- TASK A
Set down word for word the lines of the records, starting with the line that contains "Please pick out the building" and going on through the last line of the records.
+++ EXTRACTED TEXT
United States District Court, W.D. Tennessee, Eastern Division

December 19, 2019

CARLOS MORRIS, Petitioner,
v.
HERBERT H. SLATERY III, Respondent.

          ORDER DIRECTING CLERK TO MODIFY RESPONDENT, GRANTING MOTION TO DISMISS, DENYING CERTIFICATE OF APPEALABILITY, AND DENYING LEAVE TO APPEAL IN FORMA PAUPERIS

          J. DANIEL BREEN, UNITED STATES DISTRICT JUDGE.

         Petitioner, Carlos Morris, filed a pro se habeas corpus petition (the “Petition”), pursuant to 28 U.S.C. § 2254. (Docket Entry (“D.E.”) 1.) Respondent, Herbert Slatery III, [1] moved to dismiss the Petition as untimely. (D.E. 12.) For the following reasons, the motion is GRANTED, and the Petition is DISMISSED.

         BACKGROUND

         In February 2000, Petitioner pleaded guilty in the Henderson County, Tennessee, Circuit Court to two counts of possession of cocaine with intent to manufacture, sell, or deliver, and he was sentenced to two concurrent eight-year terms of imprisonment. (D.E. 1-2 at PageID 25-26.) In October 2006, Morris pleaded guilty in the Madison County, Tennessee, Circuit Court to three drug offenses, as well as failure to obey a stop sign. (Id. at PageID 27-30.) On those convictions, he received an effective sentence of eight years, to run concurrently with his Henderson County sentences. (Id.) Judgment was entered on October 25, 2006. (Id.)
++++++
+++ PROVIDED RECORDS
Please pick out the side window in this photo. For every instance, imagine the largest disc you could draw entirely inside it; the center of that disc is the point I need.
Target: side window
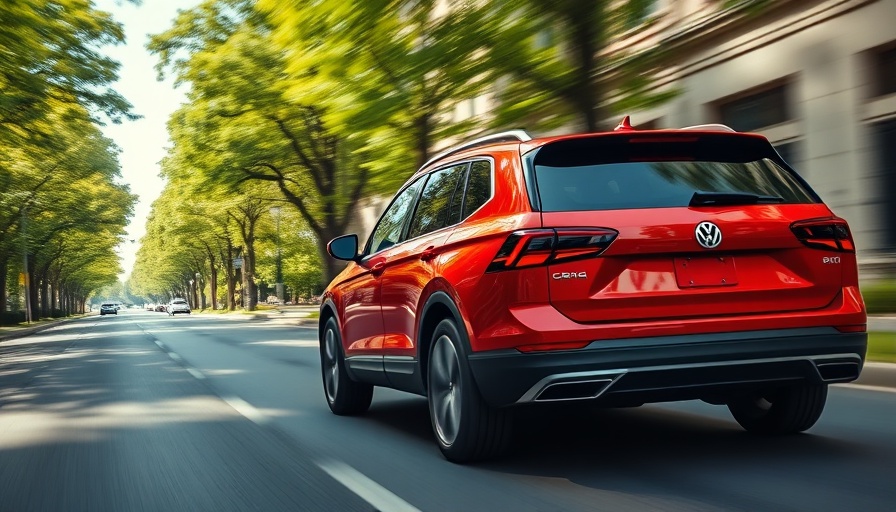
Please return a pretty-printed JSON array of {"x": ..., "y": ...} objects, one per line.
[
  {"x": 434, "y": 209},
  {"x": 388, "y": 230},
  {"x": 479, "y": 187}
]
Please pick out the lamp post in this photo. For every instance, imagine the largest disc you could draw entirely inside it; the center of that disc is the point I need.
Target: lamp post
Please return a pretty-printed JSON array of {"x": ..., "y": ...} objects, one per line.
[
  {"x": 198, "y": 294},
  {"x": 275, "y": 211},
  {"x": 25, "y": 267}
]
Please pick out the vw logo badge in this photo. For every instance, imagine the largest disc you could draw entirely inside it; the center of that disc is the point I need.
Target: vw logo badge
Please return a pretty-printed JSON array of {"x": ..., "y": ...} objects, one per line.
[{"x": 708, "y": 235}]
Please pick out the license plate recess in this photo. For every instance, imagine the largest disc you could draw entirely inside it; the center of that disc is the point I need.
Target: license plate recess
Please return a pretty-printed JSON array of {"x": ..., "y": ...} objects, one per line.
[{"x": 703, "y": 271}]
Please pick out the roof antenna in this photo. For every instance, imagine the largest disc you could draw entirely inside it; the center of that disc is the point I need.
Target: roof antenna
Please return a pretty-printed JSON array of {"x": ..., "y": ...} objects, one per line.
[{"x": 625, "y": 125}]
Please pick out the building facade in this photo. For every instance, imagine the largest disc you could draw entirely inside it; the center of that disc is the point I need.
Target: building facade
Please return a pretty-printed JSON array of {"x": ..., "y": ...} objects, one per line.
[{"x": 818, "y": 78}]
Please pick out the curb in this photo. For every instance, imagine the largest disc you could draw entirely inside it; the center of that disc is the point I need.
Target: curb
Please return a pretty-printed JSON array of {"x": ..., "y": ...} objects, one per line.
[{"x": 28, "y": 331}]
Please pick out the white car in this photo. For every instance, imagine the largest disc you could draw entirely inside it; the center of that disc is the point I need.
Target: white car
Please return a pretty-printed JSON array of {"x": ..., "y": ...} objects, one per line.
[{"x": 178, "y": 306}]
++++++
- TASK B
Extract the passage of the court order starting with "HERBERT H. SLATERY" and going on through "STATES DISTRICT JUDGE.", copying it word for word.

- WRITTEN REPLY A
Please pick out the building facade in this photo. For every instance, imagine the largest disc you could draw entirely inside it; the center of that disc is the point I need.
Target: building facade
Please return a pretty-printed JSON array of {"x": ..., "y": ...} objects, one per line.
[{"x": 818, "y": 78}]
Please pick out the curb in this photo. For every instance, imagine the largest disc you could draw entirely inside it; the center of that disc is the point I need.
Target: curb
Please return a pretty-printed JSON array of {"x": ..., "y": ...} objects, one per line.
[{"x": 28, "y": 331}]
Please pick out the white car in this photo. For every instance, imagine the largest disc you could draw entirely inside it; the center of that disc is the point I need.
Target: white car
Please return a pretty-printed JSON array of {"x": ..., "y": ...} objects, one per line.
[{"x": 178, "y": 306}]

- WRITTEN REPLY B
HERBERT H. SLATERY III, Respondent.

          ORDER DIRECTING CLERK TO MODIFY RESPONDENT, GRANTING MOTION TO DISMISS, DENYING CERTIFICATE OF APPEALABILITY, AND DENYING LEAVE TO APPEAL IN FORMA PAUPERIS

          J. DANIEL BREEN, UNITED STATES DISTRICT JUDGE.